→ Source extract
Statement 2: NCAA rules around trans women competing in women’s sports have been around for 10+ years and we haven’t seen any massive wave of trans women dominating.

I think we are at a Jackie Robinson point in time. When it comes to trans athletes it would be naive to think the past/future is linear, or that historical results represent a form of truth.

Historical context also casts a cautionary and foreboding note. In the mid-20th century Russia used to forcefully take five year-old girls away from their families and send them to gymnastics factories to be mass-produced into champions of the motherland. Next, fast-forward to the massive and comprehensive state-sponsored doping labs in Socchi. There is little to suspend belief bad nation-state actors will push every well-meaning gender envelope and game every opportunity. Success in international sport is a powerful propaganda tool and drug employed by dictators and authoritarians, and unchecked, will definitely lead to flagrant abuses..

 

 

 

B) Unfair Advantage?

Exercise 6: Notebook Prompt

What does the host and writer, Rose Eveleth, have to say on the issue of unfair advantage?

Can you think of other examples of unique biological or circumstantial advantages from which athletes have benefitted enormously that have nothing to do with gender?

Question 1: What does the host and writer, Rose Eveleth, have to say on the issue of unfair advantage?

If you read between the lines, Eveleth does not believe DSD athletes have an unfair advantage.

There is a shortage of reliable research on DSD athletes.

We celebrate genetic difference unless it is sex-based.

Fairness is not scientific and just data science, it is human and ethical as well.

→ Required tasks
a. According to the extract on trans athletes, why is it expected that bad nation-state actors will push every gender envelope and game every opportunity? Answer in one to three sentences.
b. Rewrite the stretch of the trans athletes extract from "If you read" through "it is sex-based.", changing "celebrate" to "praise".
c. Continue the extract on trans athletes in sport past its final sentence.

(Records from a dataset)

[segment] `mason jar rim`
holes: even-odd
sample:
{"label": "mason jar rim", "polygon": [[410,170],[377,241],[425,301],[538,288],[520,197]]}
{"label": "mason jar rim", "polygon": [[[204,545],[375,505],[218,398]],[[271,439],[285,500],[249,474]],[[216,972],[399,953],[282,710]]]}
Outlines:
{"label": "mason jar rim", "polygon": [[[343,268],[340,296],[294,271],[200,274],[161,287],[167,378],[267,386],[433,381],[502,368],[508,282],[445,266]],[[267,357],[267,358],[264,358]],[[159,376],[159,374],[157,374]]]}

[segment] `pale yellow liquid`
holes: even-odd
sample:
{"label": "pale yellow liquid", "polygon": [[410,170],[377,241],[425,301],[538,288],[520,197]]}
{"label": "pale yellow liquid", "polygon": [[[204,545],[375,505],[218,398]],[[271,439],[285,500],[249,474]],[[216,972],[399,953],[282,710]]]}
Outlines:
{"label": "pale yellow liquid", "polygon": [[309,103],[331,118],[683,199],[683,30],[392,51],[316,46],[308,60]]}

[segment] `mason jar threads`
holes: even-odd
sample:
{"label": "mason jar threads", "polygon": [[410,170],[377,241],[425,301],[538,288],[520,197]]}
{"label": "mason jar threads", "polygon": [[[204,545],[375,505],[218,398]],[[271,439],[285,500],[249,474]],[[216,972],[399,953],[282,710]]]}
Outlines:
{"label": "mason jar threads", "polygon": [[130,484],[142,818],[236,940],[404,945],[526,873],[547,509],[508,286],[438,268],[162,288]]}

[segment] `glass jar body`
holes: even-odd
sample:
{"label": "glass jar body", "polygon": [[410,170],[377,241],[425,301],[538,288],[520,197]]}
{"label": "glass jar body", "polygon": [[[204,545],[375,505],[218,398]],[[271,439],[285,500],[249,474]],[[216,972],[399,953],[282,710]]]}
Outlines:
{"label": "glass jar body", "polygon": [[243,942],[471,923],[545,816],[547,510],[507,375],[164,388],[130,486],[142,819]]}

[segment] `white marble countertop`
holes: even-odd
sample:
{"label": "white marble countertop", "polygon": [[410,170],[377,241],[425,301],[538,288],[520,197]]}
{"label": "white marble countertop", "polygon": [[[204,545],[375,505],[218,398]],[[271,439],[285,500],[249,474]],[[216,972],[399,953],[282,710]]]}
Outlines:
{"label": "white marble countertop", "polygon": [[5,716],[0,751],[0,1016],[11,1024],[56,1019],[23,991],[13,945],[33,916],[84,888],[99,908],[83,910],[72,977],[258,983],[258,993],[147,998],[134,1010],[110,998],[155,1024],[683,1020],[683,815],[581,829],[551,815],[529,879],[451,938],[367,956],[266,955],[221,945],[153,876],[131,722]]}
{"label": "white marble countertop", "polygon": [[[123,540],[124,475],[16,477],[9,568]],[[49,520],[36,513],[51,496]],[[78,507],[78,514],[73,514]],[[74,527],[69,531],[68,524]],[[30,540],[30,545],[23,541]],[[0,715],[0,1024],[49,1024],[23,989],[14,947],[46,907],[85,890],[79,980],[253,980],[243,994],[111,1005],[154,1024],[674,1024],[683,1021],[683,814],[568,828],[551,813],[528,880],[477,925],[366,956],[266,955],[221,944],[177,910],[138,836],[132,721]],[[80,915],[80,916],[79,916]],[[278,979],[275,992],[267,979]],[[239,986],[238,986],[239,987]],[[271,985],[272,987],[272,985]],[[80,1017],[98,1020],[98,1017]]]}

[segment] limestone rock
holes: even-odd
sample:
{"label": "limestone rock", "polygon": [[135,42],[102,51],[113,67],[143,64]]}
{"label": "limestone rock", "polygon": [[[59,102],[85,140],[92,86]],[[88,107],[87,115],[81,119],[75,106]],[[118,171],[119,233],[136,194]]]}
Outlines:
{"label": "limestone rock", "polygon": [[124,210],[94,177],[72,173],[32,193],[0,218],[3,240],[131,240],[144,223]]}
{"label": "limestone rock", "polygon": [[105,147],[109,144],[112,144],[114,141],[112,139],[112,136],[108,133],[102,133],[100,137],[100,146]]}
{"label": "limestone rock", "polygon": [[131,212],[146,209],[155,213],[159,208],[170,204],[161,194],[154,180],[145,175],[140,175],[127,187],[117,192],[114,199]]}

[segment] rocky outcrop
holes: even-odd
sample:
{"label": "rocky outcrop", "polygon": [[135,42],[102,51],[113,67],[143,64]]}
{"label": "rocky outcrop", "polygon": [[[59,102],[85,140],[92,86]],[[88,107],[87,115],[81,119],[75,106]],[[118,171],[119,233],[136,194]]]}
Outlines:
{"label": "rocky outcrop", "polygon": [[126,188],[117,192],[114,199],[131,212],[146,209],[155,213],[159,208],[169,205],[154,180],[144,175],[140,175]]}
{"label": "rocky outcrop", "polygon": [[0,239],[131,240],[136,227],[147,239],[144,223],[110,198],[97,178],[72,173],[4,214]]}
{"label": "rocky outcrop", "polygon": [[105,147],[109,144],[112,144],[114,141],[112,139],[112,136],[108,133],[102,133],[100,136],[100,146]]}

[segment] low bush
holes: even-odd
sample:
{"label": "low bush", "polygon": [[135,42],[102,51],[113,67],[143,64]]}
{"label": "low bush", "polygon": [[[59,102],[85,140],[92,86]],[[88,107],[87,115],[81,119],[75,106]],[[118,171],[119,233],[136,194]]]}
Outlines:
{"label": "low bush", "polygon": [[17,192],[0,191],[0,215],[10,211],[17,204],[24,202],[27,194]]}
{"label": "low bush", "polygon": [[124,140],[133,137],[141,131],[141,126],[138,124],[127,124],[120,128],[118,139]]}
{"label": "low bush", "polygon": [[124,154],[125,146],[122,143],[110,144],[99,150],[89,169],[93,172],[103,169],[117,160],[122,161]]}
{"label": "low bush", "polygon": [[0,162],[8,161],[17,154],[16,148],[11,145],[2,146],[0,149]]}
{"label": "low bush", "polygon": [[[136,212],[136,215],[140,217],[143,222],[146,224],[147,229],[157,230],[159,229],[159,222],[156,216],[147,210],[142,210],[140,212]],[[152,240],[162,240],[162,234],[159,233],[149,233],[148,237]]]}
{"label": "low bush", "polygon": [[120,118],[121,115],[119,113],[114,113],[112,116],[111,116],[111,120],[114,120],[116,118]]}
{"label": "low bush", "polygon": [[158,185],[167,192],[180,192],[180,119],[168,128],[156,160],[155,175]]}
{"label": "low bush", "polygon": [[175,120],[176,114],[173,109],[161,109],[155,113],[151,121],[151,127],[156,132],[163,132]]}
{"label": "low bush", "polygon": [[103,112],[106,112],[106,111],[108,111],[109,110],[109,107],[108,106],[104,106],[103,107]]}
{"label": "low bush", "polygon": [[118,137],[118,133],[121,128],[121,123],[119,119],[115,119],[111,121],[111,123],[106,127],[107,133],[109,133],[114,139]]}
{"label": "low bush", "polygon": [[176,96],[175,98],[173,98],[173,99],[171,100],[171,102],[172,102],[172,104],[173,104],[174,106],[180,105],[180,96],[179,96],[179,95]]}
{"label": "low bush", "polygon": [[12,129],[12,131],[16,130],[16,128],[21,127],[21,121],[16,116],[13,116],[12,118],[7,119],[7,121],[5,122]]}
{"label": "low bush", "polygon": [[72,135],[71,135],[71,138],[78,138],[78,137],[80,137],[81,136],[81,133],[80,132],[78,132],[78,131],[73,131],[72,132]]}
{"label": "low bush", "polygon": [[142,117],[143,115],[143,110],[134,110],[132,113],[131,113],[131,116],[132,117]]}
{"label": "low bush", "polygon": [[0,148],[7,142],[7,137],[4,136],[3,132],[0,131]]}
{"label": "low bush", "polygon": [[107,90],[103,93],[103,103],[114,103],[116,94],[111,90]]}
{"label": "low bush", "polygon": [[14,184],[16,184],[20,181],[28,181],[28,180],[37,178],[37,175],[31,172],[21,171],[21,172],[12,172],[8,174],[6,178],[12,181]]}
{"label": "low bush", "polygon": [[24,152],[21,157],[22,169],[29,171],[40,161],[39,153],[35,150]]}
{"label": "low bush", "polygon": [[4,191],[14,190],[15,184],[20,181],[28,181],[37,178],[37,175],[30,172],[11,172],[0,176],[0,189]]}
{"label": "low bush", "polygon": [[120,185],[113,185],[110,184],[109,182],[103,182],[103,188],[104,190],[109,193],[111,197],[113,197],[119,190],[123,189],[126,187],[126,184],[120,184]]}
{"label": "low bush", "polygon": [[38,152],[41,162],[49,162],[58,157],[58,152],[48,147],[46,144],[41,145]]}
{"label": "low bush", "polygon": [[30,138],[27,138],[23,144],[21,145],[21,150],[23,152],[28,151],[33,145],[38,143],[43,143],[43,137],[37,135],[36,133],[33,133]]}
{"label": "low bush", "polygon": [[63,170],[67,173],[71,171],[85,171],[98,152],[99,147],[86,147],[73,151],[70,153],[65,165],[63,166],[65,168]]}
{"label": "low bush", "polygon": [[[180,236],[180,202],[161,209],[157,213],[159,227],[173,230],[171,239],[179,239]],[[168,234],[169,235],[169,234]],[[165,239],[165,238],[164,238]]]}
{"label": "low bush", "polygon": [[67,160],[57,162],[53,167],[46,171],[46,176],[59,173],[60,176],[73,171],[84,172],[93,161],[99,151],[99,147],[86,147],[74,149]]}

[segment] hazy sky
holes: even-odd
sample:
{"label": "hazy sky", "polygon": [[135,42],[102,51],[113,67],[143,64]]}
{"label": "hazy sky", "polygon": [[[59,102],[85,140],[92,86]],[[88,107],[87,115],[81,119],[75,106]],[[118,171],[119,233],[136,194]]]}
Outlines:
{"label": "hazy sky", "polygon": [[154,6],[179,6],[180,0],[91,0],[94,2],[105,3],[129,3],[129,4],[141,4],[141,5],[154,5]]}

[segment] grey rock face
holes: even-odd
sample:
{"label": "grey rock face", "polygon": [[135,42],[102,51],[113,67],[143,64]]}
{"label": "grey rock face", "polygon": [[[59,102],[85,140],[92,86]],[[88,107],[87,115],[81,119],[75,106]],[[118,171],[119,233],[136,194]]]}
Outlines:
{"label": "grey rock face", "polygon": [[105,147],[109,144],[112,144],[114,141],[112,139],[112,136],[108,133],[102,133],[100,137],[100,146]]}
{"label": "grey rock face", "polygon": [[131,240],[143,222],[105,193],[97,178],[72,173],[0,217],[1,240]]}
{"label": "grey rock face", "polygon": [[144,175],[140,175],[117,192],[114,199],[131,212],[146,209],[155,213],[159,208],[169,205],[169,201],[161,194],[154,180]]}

→ Responses to the exercise
a. Success in international sport is a powerful propaganda tool and drug used by dictators and authoritarians. Unchecked, this will lead to flagrant abuses, as shown by Russia's gymnastics factories and the state-sponsored doping labs in Sochi.

b.
If you read between the lines, Eveleth does not believe DSD athletes have an unfair advantage.

There is a shortage of reliable research on DSD athletes.

We praise genetic difference unless it is sex-based.

c.
Question 2: Can you think of other examples of unique biological or circumstantial advantages from which athletes have benefitted enormously that have nothing to do with gender?

Height in basketball, weight in Sumo, IQ in chess, hereditary genetics in most sport (like million-dollar stud fees of prize-winning thoroughbreds), wingspan, torso size and hand/foot size in swimming, Lance Armstrong’s VO2 Max, etc.

 

Exercise 7: Padlet/Notebook Prompt

Again, let’s turn to Katie Barnes who points out that we tend to forget amidst all the debate that “sports, by design, are not fair” (235), that “the reality of sports is that we accept unfairness all the time” (235).

Do you agree? Why? In your experience, how fair are sports? Feel welcome to add a video response in the padlet and provide an example if you’re willing. Make sure you include a screenshot of your response in your notebook.

 

 

B) The Paris Olympics 

Optional Response:

What does Robins mean when she argues that:

“The aims of transvestigating an Olympic athlete are not, in any meaningful sense, anything to do with sports, or fairness, or even with women (cis women, at least) as a social category. Rather, they have everything to do with transness, and the public expression of transfemininity.

For my money this has never been about sport.

What it has always been is an excuse to publicly relitigate the existence of trans women.”

Make a note in your Notebook.

Imane Khelif is a cisgender Algerian female boxer who is not trans and does not identify as intersex. She competed in the Paris Olympics and won gold. Khelif had previously been tested by the International Boxing Association and found to have a competitive advantage over other females. The details of this testing are vague and reportedly flawed. She was allowed to compete by the IOC on the basis of being born and registered female, and living her life as a female. She has not been tested for genetic variations or testosterone.

Roberts argues that Khelif’s case has nothing to do with sport and has been insidiously misappropriated by the anti-trans movement and billionaire activists. Which it clearly has. And while Roberts is simply pointing out an injustice and attempting to balance the narrative, at the same time they are guilty of the same weaponizing of a single case to advance a broader agenda. Which is both paradoxical and strangely symmetrical.